SOURCE:
-------------------------
Baltimore Orioles

Orioles’ 40-man roster full of youth, flexibility and Mike Elias’ additions

In the aftermath of last week’s moves to protect six prospects from potential selection in the Rule 5 draft, the Orioles possess something they haven’t often during this time of year: a full 40-man roster.

It’s one that, as executive vice president and general manager Mike Elias nears completion of the first month of his third year at the helm, has his fingerprints all over it and is full of youth. With the addition of the six prospects — outfielder Yusniel Diaz; infielder Rylan Bannon; and pitchers Michael Baumann, Zac Lowther, Alexander Wells and Isaac Mattson — the Orioles’ roster features 13 players who will be rookie-eligible in the 2021 season. Sixteen members have been acquired during Elias’ 25 months as general manager.


“I look at the players that either are already on our 40-man roster or soon to be on our 40-man roster,” Elias said before last week’s additions, “and it’s a very functional group that all of whom have settled roles for the team or we want to audition some of these guys and leave paths open for them this year.”

Those players not only represent a wave of Baltimore’s young talent reaching or nearing the majors, but also provide the roster flexibility of being optionable, allowing the Orioles to better navigate what they hope will be a full 162-game season next year.


With the non-tender deadline for arbitration-eligible players less than a week away, the Orioles’ 40-man roster might not be full for long, but as it stands now, it’s a group that includes young talent and positional versatility.
-------------------------
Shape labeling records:
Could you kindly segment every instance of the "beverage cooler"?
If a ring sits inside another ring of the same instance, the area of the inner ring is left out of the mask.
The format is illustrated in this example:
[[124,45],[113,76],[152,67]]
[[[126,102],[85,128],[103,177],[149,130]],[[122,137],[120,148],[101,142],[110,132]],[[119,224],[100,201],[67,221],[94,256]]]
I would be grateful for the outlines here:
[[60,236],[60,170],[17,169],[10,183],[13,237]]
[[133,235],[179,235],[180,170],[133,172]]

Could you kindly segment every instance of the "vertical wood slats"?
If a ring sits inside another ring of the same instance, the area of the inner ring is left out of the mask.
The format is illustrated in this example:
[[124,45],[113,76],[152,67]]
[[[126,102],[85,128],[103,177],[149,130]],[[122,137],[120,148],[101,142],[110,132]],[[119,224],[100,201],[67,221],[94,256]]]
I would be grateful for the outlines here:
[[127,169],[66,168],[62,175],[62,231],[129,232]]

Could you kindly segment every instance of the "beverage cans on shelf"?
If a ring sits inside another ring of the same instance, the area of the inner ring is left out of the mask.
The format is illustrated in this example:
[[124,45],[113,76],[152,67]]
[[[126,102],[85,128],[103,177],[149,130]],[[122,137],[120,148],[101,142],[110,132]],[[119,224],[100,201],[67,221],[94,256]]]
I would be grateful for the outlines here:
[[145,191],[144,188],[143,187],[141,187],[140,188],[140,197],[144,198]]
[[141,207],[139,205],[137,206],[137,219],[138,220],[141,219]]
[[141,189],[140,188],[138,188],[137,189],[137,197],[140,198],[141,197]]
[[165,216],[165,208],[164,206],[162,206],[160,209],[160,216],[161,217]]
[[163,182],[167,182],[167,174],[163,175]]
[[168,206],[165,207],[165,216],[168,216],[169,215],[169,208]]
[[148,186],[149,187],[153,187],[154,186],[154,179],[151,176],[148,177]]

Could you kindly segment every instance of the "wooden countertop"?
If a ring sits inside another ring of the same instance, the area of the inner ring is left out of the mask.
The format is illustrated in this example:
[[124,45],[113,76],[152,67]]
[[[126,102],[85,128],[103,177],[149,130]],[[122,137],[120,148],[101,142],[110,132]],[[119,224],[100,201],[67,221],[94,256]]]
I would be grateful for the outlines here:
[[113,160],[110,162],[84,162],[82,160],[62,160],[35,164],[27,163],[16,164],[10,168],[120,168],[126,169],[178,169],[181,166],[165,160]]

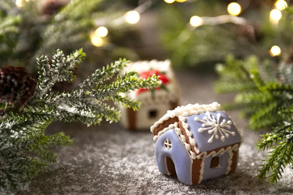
-------------------------
WHAT THE TASK ASKS: Can you rewrite the paragraph of the Orioles roster article that begins "It's one that" as a short list, keeping its main facts?

RESPONSE TO THIS EXERCISE:
- The roster bears the mark of Mike Elias, executive vice president and general manager, who is nearing the end of the first month of his third year in charge. It is full of youth.
- Six prospects were added: outfielder Yusniel Diaz, infielder Rylan Bannon, and pitchers Michael Baumann, Zac Lowther, Alexander Wells and Isaac Mattson.
- 13 players on the roster will be rookie-eligible in the 2021 season.
- 16 members were acquired during Elias' 25 months as general manager.